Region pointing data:
Segment Open
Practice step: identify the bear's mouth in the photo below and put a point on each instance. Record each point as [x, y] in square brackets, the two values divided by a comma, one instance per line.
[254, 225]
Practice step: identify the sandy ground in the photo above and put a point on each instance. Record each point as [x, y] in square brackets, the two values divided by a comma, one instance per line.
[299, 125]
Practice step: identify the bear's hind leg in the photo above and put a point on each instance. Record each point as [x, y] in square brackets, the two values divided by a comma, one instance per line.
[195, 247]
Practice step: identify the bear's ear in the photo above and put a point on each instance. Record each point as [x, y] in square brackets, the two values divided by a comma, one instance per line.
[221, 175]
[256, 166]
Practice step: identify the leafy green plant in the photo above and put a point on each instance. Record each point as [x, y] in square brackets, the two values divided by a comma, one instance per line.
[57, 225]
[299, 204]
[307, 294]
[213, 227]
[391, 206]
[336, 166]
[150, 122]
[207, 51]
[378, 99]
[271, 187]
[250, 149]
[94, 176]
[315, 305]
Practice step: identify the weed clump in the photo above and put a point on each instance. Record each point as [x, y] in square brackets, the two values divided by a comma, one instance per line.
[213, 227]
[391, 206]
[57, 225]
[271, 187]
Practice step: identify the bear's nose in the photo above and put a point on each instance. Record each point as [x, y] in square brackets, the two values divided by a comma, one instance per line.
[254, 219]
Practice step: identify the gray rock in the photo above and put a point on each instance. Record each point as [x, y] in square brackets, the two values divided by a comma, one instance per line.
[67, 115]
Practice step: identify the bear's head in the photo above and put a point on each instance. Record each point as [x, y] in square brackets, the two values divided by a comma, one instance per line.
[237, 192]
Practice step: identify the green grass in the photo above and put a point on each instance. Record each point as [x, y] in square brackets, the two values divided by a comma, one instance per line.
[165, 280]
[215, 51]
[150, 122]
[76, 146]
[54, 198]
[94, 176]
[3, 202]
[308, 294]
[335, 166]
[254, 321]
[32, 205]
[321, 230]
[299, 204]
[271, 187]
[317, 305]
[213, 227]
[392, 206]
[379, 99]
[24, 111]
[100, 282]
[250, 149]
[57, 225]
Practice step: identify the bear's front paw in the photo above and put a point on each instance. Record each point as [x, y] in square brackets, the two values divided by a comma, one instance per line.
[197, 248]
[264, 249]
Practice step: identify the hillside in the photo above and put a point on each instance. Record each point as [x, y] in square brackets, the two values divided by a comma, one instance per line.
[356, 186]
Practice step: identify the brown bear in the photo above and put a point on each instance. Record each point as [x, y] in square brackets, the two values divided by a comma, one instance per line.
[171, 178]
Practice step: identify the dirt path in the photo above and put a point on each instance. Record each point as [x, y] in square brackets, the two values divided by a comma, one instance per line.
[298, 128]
Segment Closed
▸ Work instruction:
Once you have read the entries, reproduce each one exactly.

▸ Answer area:
Practice step: identify the bear's mouth in the photo below and put a point on each instance. Record each point as [x, y] in square brackets, the two values divided by a comma, one instance per line.
[254, 225]
Practice step: identify the sandy ground in the photo above and put a point on each instance. Record each point as [x, y] in square brackets, the two values divided by a comma, one instance per line.
[299, 125]
Practice step: identify the bear's hind leg in the photo above and put a point on each instance. Record each point as [x, y] in square brackets, the two values divided by a comma, one instance per line.
[195, 247]
Practice step: identify the bear's ear in the photo above and put a point on each instance. Record each point as [x, y] in square brackets, the two values divided by a comma, one instance per line.
[221, 175]
[256, 166]
Practice step: identify the leafy green plant in the photo above and put a point on each instance. Record each point as [x, y] in square brackets, the two values divided by a comma, one instance per line.
[57, 225]
[299, 204]
[307, 294]
[213, 227]
[391, 206]
[336, 166]
[150, 122]
[207, 51]
[378, 99]
[271, 187]
[250, 149]
[94, 176]
[315, 305]
Practice step: identify the weed clump in the photo above and put a point on each instance. Record each point as [x, y] in square brackets, the two values divided by a comma, one instance per line.
[213, 227]
[391, 206]
[57, 225]
[271, 187]
Practice step: identify the bear's nose in the photo above and put a point on each instance. Record each point as [x, y] in square brackets, the two values divided by a comma, one instance per line.
[254, 219]
Practice step: identify the gray rock in the photo above and put a point on each instance. Record each point as [x, y] in square brackets, the two values divided by a comma, one instance per line.
[67, 115]
Practice step: identify the bear's head in the photo above and put a point on each instance. Record each point as [x, y] in square brackets, the two values divided by a comma, one instance per line.
[237, 192]
Practice step: identify the green grass in the photo above and put a point on each instance. Record each point as [x, y] in square brackets, the two values divided by a comma, one instance per line.
[165, 280]
[215, 51]
[150, 122]
[76, 146]
[54, 198]
[94, 176]
[3, 202]
[308, 294]
[335, 166]
[254, 321]
[32, 205]
[321, 230]
[299, 204]
[271, 187]
[317, 305]
[213, 227]
[392, 206]
[379, 99]
[24, 111]
[100, 282]
[250, 149]
[57, 225]
Practice step: identify the bear's front paw in the photo above and put a point on each instance. Record each point as [x, y] in square brackets, the two values divided by a comma, one instance per line.
[197, 248]
[264, 249]
Practice step: identify the hillside in the photo above and put a point on each instance. Record each point as [x, y] in square brackets, the two values divided by a comma, one instance per line.
[356, 186]
Practice step: identify the brown bear in the photo above and put a point on each instance. Record each point as [x, y] in square brackets, the two values divided by a comma, one instance per line.
[171, 178]
Practice step: identify the dirt path in the photo above and put a point on each instance. Record each point as [x, y] in square brackets, the two values divided by a comma, one instance per line.
[298, 128]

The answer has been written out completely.